Retype exactly the lines that run from the line with "Reviewer note: every instance of the girl's left" to the final line of the entries, keeping both ends and nothing else.

Labeled-object pointing entries:
▶

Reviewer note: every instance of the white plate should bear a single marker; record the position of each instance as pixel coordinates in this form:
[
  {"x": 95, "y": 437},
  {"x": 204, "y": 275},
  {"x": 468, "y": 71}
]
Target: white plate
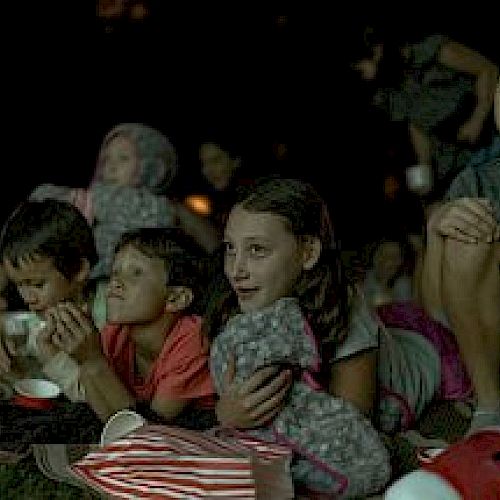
[
  {"x": 37, "y": 388},
  {"x": 120, "y": 424}
]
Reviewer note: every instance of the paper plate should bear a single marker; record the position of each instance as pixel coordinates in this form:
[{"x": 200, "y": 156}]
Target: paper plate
[{"x": 37, "y": 388}]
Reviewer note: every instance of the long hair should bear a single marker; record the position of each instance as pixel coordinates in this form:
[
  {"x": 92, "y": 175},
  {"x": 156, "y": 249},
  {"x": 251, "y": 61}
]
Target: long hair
[{"x": 323, "y": 292}]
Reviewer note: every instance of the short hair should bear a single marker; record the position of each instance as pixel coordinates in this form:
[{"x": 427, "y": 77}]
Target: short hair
[
  {"x": 185, "y": 261},
  {"x": 49, "y": 228}
]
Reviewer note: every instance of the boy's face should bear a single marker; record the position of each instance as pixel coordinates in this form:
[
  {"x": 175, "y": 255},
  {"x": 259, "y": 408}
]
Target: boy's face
[
  {"x": 137, "y": 290},
  {"x": 40, "y": 284}
]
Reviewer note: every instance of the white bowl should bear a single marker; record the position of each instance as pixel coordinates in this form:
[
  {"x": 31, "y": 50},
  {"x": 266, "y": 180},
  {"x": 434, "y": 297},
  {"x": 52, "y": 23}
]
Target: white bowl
[
  {"x": 120, "y": 424},
  {"x": 37, "y": 388}
]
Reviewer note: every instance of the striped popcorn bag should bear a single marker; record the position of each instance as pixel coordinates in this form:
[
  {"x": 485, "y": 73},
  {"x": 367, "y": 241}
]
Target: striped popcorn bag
[{"x": 157, "y": 461}]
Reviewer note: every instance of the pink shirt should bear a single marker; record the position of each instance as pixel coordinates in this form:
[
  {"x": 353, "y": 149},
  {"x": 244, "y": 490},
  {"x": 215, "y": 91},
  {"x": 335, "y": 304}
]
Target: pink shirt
[{"x": 180, "y": 371}]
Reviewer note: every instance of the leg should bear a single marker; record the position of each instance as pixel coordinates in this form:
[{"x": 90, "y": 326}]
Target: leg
[{"x": 471, "y": 297}]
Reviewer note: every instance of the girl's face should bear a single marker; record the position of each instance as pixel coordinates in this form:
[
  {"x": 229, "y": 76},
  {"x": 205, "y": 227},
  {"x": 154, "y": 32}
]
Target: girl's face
[
  {"x": 41, "y": 285},
  {"x": 137, "y": 290},
  {"x": 119, "y": 162},
  {"x": 217, "y": 165},
  {"x": 263, "y": 259}
]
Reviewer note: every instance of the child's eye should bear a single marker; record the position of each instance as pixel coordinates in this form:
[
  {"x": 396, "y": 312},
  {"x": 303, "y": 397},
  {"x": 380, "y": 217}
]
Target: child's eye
[
  {"x": 256, "y": 249},
  {"x": 228, "y": 248}
]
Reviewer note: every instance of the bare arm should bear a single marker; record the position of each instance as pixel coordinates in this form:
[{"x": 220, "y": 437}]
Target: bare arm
[
  {"x": 355, "y": 380},
  {"x": 104, "y": 391},
  {"x": 467, "y": 60}
]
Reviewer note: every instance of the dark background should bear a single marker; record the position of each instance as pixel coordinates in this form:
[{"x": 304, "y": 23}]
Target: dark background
[{"x": 253, "y": 79}]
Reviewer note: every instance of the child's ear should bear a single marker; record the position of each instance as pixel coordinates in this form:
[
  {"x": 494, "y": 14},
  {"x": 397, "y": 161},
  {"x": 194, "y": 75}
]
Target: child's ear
[
  {"x": 83, "y": 273},
  {"x": 178, "y": 298},
  {"x": 311, "y": 251}
]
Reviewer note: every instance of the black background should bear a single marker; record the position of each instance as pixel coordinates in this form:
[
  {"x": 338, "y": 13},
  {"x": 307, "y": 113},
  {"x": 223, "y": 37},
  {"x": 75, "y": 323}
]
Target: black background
[{"x": 254, "y": 79}]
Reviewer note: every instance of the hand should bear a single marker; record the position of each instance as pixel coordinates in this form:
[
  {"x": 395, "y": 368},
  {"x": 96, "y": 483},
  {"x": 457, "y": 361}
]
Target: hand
[
  {"x": 470, "y": 130},
  {"x": 74, "y": 332},
  {"x": 469, "y": 220},
  {"x": 45, "y": 348},
  {"x": 7, "y": 351},
  {"x": 254, "y": 402}
]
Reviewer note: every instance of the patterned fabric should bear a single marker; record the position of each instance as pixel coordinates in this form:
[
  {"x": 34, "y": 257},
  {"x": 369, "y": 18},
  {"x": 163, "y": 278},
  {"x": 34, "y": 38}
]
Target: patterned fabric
[
  {"x": 113, "y": 210},
  {"x": 169, "y": 462},
  {"x": 435, "y": 98},
  {"x": 117, "y": 209},
  {"x": 480, "y": 178},
  {"x": 158, "y": 165},
  {"x": 336, "y": 450}
]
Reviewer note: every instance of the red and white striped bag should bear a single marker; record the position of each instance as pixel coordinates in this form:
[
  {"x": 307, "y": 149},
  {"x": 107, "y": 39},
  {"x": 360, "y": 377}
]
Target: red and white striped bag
[{"x": 159, "y": 462}]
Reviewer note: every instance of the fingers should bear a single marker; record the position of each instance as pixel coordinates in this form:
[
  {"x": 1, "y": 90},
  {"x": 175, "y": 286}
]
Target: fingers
[
  {"x": 230, "y": 371},
  {"x": 71, "y": 327},
  {"x": 5, "y": 361},
  {"x": 258, "y": 379},
  {"x": 468, "y": 220},
  {"x": 270, "y": 406},
  {"x": 269, "y": 395}
]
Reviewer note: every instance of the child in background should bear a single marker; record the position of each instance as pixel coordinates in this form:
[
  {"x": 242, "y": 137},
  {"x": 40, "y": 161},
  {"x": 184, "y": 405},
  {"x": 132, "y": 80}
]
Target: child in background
[
  {"x": 294, "y": 307},
  {"x": 152, "y": 351},
  {"x": 135, "y": 168}
]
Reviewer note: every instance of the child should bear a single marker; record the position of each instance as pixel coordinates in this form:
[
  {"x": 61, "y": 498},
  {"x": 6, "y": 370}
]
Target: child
[
  {"x": 47, "y": 251},
  {"x": 135, "y": 168},
  {"x": 285, "y": 274},
  {"x": 460, "y": 278},
  {"x": 152, "y": 349}
]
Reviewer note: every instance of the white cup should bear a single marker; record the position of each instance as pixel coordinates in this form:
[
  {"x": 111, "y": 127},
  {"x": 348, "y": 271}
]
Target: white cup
[
  {"x": 120, "y": 424},
  {"x": 419, "y": 179}
]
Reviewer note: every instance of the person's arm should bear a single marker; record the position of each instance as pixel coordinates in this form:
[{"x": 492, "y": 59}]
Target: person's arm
[
  {"x": 466, "y": 220},
  {"x": 421, "y": 144},
  {"x": 73, "y": 337},
  {"x": 467, "y": 60},
  {"x": 254, "y": 402},
  {"x": 354, "y": 379},
  {"x": 104, "y": 391}
]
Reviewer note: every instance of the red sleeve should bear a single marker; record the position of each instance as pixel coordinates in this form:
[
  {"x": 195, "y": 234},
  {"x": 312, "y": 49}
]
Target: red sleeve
[{"x": 182, "y": 370}]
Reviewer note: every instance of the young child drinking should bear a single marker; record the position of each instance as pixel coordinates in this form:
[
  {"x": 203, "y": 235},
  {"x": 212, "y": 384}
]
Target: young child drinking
[
  {"x": 152, "y": 350},
  {"x": 294, "y": 307},
  {"x": 47, "y": 251}
]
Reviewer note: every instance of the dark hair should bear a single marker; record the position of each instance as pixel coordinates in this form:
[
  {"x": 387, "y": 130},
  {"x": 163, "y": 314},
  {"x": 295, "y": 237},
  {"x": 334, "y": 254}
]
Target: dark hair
[
  {"x": 185, "y": 261},
  {"x": 49, "y": 228},
  {"x": 323, "y": 292}
]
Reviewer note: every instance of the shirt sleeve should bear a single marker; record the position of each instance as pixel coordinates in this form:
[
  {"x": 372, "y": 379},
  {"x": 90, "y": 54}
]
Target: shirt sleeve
[{"x": 182, "y": 370}]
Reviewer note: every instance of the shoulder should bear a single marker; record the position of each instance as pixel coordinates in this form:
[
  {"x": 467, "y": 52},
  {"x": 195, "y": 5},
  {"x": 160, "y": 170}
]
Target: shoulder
[
  {"x": 186, "y": 335},
  {"x": 428, "y": 48},
  {"x": 363, "y": 331}
]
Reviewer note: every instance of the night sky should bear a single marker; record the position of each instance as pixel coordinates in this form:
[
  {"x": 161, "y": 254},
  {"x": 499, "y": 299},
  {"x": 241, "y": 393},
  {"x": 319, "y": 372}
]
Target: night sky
[{"x": 251, "y": 79}]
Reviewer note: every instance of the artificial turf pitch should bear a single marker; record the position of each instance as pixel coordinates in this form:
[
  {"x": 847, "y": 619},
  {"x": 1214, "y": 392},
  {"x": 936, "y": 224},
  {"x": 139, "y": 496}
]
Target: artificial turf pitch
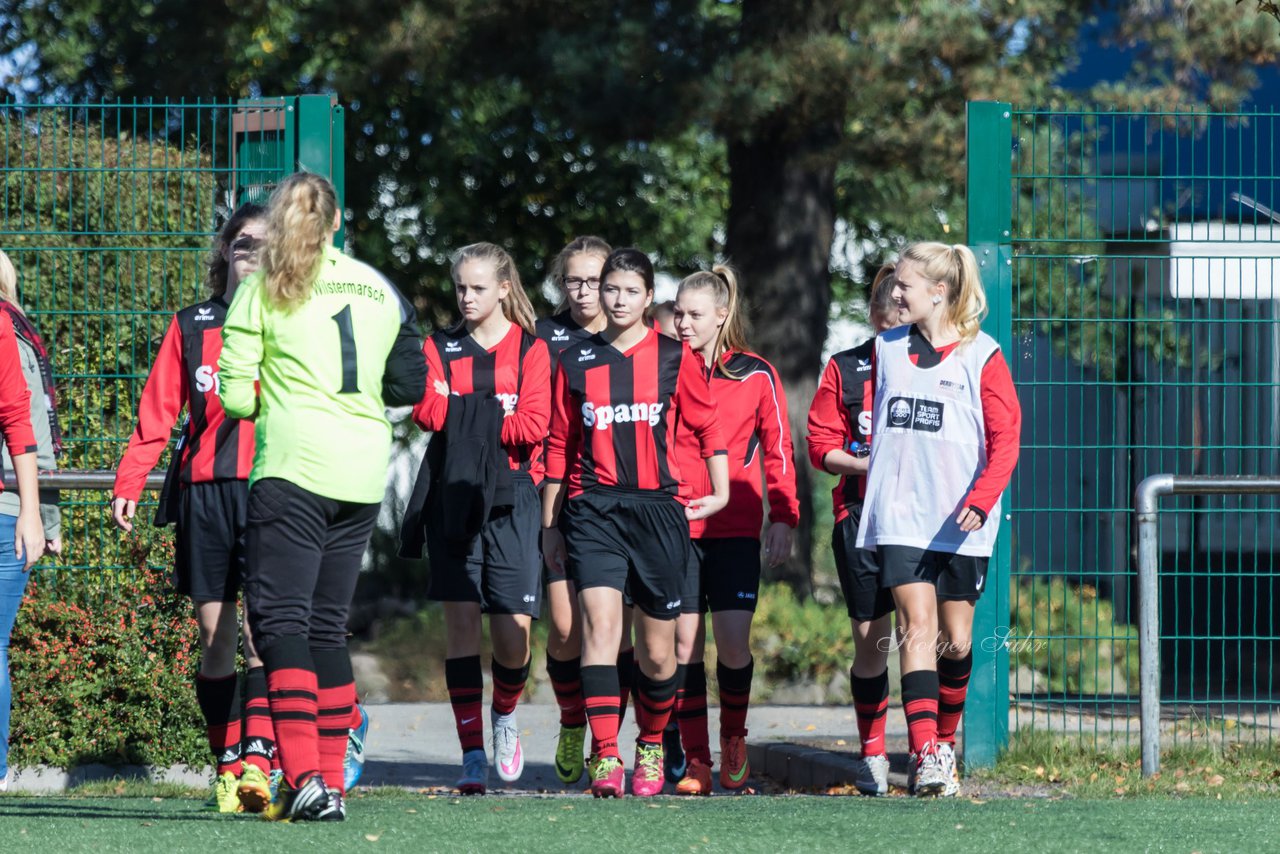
[{"x": 403, "y": 821}]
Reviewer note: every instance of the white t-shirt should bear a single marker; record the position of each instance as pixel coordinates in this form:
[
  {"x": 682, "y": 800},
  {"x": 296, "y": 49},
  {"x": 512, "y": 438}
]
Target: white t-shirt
[{"x": 928, "y": 447}]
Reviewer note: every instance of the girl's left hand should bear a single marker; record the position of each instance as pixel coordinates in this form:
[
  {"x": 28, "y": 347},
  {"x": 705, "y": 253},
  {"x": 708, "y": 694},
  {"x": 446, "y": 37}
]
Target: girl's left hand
[
  {"x": 777, "y": 543},
  {"x": 28, "y": 538},
  {"x": 705, "y": 506}
]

◀

» **SOLVED PROBLEM**
Reviewer note: every instance of the girl's left hand should bear a single marker; record the position of each instance as pixel coordinates in this form:
[
  {"x": 28, "y": 347},
  {"x": 705, "y": 253},
  {"x": 708, "y": 694},
  {"x": 446, "y": 37}
]
Target: girl's left hand
[
  {"x": 777, "y": 543},
  {"x": 28, "y": 538},
  {"x": 705, "y": 506}
]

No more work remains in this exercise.